Lines of data
----

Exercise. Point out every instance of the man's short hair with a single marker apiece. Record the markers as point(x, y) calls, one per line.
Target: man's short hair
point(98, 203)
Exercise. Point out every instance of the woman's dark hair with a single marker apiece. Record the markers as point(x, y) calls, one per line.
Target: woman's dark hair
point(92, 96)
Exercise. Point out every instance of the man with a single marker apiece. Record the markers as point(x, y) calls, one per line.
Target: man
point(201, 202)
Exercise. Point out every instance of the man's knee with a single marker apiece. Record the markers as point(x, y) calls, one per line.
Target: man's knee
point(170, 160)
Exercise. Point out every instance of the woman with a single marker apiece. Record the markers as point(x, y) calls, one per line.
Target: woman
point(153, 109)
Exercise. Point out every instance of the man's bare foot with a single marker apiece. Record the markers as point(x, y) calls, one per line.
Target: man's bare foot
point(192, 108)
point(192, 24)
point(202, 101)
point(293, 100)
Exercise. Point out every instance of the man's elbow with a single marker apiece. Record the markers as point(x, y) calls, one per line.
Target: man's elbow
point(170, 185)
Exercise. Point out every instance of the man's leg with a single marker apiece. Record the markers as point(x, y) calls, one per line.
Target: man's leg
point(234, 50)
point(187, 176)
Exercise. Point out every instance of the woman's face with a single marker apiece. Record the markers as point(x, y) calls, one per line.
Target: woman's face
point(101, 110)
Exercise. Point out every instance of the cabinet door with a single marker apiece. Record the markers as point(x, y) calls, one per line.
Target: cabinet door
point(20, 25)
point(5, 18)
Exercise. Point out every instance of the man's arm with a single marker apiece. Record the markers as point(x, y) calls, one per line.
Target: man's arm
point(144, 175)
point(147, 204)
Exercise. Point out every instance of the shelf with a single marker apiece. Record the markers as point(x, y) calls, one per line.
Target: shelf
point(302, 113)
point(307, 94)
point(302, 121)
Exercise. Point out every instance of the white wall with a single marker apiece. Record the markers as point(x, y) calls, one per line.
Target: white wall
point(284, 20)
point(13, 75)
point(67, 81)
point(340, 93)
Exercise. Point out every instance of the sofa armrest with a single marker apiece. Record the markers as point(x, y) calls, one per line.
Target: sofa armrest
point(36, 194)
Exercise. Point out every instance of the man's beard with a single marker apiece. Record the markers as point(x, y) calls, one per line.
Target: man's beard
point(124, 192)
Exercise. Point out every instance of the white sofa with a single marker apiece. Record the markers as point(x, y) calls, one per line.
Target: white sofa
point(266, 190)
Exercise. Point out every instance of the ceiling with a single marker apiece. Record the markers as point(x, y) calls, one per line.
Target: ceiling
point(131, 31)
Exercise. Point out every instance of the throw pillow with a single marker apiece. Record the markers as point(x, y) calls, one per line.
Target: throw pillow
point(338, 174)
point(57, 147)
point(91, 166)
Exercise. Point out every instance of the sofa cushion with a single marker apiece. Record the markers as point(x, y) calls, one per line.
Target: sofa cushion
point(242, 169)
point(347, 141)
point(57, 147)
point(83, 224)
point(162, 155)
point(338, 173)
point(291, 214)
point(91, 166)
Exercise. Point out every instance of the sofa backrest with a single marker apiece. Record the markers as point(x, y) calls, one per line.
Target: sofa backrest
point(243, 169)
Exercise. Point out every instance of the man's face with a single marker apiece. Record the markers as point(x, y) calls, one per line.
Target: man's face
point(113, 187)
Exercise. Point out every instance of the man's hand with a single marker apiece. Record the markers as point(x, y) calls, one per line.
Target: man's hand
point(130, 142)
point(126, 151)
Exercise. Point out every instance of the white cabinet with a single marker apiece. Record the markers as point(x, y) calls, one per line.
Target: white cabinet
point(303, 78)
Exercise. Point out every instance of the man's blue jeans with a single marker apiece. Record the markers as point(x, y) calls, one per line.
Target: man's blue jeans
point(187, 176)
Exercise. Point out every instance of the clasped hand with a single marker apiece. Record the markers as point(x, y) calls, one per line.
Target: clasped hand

----

Instructions for the task: Locate "Exercise. Point out every instance of the sofa armrest" in the material, then quote the line that contains it and all lines after it through the final one.

Full output:
Exercise. Point out every instance of the sofa armrest with a single marker apiece. Record the markers as point(x, y) calls, one per line.
Target: sofa armrest
point(36, 194)
Exercise. Point out every instance of the man's beard with a single marker apiece. Record the markers as point(x, y) calls, one per line.
Target: man's beard
point(124, 192)
Exercise. Point out every instance of the white sofa with a single marker apiece. Record the markers as point(x, y) calls, one per line.
Target: white sofa
point(266, 190)
Exercise. Point out every instance of the ceiling with a single marker apiece. Record the markers as point(x, y) calls, one per line.
Target: ceiling
point(131, 31)
Exercise. Point out every instance of the throw pillow with a single marker apiece. Record the markers as point(x, y) calls, one per line.
Target: throw pillow
point(338, 174)
point(57, 147)
point(91, 166)
Exercise. Point out every instance of the sofa cushion with a single marker apiece. Record the markers as point(x, y) calls, one per line.
Target: sofa cushion
point(242, 169)
point(347, 141)
point(57, 147)
point(83, 224)
point(162, 155)
point(338, 173)
point(291, 214)
point(91, 166)
Exercise. Point out every instance of the sofa backrest with a single marker apiece. Record the markers as point(x, y) calls, one per line.
Target: sofa backrest
point(243, 169)
Exercise. Point out every instance of the man's face with a single marker apiece. Record the markers as point(x, y) calls, one per line.
Target: man's face
point(113, 187)
Exercise. Point out every instance of the man's hand with a single marker apiece. Record the markers as point(x, y) calls, one per line.
Target: man's hand
point(130, 142)
point(126, 151)
Exercise. Point out every instance of the white cabinet with a single marker apiece. Record the markers as point(x, y) calls, one per line.
Target: white cabinet
point(303, 78)
Exercise. Point out every instance of the man's blue jeans with a single marker apiece. Record the markers as point(x, y) calls, one per line.
Target: man's blue jeans
point(187, 176)
Exercise. Point out every instance of the clasped hand with a single marker apiece. Record the markers as point(x, y) calls, one per line.
Target: clasped hand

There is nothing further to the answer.